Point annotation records
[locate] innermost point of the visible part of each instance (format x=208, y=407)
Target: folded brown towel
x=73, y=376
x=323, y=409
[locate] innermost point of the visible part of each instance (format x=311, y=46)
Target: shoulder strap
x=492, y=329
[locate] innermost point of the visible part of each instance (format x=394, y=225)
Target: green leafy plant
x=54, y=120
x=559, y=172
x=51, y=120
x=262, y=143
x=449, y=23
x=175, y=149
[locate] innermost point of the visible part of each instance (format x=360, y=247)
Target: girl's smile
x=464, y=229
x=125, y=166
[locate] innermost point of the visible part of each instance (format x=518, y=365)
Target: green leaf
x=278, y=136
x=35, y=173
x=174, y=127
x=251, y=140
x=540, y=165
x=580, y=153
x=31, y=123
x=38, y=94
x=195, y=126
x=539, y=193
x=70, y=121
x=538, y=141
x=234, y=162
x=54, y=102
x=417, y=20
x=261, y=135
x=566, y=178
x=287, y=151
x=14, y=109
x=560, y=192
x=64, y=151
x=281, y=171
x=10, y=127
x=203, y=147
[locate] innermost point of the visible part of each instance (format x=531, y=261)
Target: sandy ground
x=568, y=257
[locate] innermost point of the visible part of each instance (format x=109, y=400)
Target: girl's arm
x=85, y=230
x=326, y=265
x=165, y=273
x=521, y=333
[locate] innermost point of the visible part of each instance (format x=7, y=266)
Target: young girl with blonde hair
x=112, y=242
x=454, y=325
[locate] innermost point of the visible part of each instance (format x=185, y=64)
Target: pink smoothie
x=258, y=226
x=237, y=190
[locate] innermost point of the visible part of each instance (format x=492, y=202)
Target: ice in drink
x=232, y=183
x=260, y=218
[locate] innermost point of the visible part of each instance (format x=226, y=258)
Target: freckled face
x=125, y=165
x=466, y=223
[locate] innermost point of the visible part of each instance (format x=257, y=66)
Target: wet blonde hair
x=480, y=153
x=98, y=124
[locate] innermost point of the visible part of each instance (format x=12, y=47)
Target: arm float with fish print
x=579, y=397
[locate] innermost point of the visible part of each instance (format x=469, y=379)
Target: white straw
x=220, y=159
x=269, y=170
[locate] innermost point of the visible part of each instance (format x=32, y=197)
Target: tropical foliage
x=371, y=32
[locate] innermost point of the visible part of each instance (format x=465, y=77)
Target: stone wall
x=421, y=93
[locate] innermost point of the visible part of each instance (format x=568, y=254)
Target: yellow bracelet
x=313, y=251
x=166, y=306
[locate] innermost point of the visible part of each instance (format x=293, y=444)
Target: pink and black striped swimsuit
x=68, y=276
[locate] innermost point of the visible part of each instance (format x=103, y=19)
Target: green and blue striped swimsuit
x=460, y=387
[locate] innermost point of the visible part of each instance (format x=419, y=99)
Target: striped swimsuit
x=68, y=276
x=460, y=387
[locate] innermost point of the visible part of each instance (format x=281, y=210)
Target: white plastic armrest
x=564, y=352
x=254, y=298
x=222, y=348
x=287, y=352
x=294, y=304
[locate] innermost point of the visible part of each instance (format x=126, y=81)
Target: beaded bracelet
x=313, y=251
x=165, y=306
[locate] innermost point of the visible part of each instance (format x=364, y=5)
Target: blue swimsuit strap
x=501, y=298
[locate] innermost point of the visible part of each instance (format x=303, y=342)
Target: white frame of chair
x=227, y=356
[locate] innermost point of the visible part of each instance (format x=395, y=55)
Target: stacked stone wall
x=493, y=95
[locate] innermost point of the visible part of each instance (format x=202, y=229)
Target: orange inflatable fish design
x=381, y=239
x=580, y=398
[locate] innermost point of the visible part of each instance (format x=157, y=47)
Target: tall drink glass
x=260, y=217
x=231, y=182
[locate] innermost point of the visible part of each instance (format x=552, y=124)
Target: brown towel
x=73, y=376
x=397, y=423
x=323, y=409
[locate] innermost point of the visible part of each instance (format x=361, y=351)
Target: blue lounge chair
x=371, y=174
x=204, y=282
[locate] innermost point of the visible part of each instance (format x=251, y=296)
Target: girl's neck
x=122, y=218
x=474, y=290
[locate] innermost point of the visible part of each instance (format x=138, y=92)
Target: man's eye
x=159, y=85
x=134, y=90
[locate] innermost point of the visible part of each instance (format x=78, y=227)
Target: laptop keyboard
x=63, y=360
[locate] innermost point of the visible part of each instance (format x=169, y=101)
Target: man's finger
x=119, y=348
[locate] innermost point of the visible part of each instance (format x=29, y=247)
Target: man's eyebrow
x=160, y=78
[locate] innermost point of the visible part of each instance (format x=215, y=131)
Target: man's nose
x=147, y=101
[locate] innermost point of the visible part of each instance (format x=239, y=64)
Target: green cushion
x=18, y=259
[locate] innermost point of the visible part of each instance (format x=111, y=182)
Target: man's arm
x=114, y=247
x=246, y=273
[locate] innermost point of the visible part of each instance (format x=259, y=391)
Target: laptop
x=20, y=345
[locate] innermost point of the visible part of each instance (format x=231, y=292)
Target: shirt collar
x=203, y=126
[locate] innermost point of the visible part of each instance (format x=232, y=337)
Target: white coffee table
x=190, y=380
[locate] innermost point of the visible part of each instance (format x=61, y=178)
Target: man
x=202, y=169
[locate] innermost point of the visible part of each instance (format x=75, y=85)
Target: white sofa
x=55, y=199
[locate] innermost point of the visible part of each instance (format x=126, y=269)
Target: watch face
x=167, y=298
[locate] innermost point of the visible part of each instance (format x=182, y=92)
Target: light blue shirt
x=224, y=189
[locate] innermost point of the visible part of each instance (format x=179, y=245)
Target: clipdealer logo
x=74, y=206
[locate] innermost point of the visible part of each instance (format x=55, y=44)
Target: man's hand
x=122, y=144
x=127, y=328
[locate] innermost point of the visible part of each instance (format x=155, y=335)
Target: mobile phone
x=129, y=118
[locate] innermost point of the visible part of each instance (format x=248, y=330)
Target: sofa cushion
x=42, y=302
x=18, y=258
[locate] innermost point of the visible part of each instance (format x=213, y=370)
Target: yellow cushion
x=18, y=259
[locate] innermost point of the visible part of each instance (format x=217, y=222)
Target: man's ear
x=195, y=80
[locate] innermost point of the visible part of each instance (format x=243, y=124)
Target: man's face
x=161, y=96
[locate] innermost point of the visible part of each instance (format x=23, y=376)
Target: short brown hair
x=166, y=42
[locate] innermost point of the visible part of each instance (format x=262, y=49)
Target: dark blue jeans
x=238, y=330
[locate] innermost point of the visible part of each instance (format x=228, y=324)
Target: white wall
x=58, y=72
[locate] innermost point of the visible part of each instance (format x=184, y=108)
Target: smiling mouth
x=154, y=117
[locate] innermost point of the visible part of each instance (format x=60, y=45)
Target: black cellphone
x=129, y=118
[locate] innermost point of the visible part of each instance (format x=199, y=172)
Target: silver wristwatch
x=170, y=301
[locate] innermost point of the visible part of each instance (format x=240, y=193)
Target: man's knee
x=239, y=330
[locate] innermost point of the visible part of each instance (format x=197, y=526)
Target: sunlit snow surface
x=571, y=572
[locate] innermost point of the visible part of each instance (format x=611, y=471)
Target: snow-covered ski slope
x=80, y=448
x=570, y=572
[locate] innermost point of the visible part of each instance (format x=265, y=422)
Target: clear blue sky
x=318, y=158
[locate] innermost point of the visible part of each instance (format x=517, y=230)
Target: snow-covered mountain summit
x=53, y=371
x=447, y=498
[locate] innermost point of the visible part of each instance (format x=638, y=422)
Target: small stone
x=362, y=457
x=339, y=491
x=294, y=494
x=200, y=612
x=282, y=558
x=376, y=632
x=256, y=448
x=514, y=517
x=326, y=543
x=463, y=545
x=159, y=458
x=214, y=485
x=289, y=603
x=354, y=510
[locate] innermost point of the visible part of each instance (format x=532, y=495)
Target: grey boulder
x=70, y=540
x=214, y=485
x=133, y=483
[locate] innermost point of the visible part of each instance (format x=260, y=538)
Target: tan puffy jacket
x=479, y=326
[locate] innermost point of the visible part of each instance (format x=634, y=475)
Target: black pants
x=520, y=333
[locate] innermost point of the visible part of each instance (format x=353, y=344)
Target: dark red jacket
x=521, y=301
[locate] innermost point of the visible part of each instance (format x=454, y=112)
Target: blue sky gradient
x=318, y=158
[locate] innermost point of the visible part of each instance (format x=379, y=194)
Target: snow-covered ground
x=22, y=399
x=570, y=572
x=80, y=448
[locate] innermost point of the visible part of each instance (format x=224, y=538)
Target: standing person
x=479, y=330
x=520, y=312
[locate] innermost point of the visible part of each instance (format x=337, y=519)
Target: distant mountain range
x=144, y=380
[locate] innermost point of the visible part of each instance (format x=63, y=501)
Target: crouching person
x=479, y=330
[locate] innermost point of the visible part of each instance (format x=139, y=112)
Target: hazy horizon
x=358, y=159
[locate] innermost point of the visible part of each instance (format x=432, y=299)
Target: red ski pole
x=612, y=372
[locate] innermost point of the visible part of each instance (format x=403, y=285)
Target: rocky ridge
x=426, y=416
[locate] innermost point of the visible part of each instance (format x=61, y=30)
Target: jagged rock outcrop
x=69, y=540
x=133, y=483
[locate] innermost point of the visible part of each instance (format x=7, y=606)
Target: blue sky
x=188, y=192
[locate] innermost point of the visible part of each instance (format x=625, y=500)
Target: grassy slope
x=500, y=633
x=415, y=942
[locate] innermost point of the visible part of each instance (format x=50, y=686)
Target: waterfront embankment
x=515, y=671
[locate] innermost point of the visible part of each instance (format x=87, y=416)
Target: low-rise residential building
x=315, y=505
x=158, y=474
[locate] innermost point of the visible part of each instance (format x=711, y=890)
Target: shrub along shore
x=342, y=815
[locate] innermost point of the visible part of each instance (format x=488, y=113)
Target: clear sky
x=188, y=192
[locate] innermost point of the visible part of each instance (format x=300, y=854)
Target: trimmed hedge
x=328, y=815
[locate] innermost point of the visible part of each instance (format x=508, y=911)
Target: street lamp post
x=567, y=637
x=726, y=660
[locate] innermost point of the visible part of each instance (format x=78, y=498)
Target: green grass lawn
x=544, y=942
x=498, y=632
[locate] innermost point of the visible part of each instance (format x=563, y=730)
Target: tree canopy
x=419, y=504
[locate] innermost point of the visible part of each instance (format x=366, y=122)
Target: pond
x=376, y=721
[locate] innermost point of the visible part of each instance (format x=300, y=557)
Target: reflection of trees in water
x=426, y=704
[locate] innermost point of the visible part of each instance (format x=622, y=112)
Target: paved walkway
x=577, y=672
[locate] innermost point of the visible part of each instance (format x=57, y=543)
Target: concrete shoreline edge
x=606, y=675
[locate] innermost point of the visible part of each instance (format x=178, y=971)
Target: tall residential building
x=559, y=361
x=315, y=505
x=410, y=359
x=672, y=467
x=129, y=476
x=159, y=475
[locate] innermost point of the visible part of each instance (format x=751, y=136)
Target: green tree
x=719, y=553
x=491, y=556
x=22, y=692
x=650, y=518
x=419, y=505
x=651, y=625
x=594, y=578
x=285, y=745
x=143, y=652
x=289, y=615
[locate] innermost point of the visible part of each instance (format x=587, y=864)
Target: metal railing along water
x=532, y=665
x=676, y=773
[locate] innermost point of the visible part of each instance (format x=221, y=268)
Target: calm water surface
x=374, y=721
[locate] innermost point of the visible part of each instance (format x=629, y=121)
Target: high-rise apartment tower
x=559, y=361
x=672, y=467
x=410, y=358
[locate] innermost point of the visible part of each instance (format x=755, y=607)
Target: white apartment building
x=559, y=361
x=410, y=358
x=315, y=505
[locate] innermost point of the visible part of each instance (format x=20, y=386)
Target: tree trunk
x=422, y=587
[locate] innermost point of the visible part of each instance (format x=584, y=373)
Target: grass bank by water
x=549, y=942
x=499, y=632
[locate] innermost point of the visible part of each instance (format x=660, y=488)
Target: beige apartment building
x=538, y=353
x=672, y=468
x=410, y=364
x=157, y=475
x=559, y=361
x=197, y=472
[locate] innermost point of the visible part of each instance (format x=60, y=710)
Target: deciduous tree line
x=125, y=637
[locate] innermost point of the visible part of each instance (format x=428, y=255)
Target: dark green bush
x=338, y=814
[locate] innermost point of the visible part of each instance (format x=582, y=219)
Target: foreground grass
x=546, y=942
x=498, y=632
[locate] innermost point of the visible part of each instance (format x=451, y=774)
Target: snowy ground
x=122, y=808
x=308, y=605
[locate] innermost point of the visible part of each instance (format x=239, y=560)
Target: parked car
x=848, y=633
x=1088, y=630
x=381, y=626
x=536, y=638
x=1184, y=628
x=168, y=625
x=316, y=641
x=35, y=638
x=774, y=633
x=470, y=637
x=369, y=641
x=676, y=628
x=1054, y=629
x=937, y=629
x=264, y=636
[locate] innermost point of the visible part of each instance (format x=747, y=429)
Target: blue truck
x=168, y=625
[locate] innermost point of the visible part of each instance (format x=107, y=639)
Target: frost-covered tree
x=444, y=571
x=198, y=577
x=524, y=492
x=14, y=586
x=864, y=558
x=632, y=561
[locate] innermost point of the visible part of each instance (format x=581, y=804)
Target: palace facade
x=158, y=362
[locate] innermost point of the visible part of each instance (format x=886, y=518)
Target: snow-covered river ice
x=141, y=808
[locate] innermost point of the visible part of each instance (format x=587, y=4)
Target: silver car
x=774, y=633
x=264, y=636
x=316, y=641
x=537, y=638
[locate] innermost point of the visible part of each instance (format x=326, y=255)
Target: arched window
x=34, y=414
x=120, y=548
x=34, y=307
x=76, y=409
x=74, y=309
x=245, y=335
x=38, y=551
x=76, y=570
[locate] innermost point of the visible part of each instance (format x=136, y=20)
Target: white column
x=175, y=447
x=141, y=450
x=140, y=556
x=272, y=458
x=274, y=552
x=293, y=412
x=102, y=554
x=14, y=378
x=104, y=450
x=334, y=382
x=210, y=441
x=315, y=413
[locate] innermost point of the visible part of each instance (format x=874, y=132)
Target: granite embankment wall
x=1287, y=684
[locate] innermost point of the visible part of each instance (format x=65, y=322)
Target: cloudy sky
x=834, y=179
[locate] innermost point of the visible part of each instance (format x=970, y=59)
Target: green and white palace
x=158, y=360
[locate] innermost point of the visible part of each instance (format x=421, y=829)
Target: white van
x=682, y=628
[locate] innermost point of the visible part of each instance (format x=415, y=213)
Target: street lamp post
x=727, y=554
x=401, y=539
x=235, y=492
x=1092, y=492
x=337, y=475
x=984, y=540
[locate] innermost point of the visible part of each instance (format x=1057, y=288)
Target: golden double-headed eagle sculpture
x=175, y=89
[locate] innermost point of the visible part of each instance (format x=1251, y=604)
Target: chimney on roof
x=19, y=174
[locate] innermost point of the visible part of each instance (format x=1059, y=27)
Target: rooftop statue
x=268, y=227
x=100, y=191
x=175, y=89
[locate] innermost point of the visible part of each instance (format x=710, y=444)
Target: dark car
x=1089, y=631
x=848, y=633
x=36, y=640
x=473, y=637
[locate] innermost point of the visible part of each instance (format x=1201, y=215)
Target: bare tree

Written instruction >> Scale the stretch of the data from the line containing "(format x=552, y=124)" through the line containing "x=190, y=380", writing out every line again, requests included. Multiply the x and y coordinates of each answer point by 1.55 and round them to whole numbers, halves up, while leaving the requests and their format samples unchanged.

Complete answer >>
[locate] innermost point of the visible part of each instance (format x=552, y=124)
Target: brown towel
x=113, y=583
x=615, y=656
x=501, y=634
[locate] innermost point of the visible part of each instance (format x=361, y=351)
Target: blue lounge chair
x=575, y=270
x=316, y=437
[locate] innermost point of the visible part of each instance (format x=251, y=296)
Target: girl's neck
x=189, y=338
x=735, y=450
[locate] innermost point of the visible part of each instance (format x=138, y=92)
Target: man's eye
x=246, y=132
x=208, y=140
[locate] innermost point of the visible part of each instance (format x=78, y=227)
Target: laptop keyboard
x=98, y=558
[locate] innermost point of the visible part of each instance (format x=169, y=101)
Target: man's finger
x=184, y=539
[locate] innermost point of the visible part of each instance (format x=29, y=247)
Target: man's eyebrow
x=248, y=121
[locate] innermost point of the visible part of each instance (format x=215, y=131)
Target: man's nose
x=228, y=157
[locate] innermost point of the visible part of each instance (format x=239, y=64)
Target: green cushion
x=28, y=401
[locate] innermost point of the visible part of each instance (format x=111, y=182)
Target: man's arm
x=177, y=383
x=381, y=423
[locate] innermost point of the visible part of each instance (format x=259, y=391)
Target: laptop
x=31, y=535
[locate] innermost point of the visible part of each instance (format x=231, y=292)
Target: shirt collar
x=315, y=195
[locate] innermost point of the visible part of each instance (format x=232, y=337)
Target: white coffee table
x=295, y=589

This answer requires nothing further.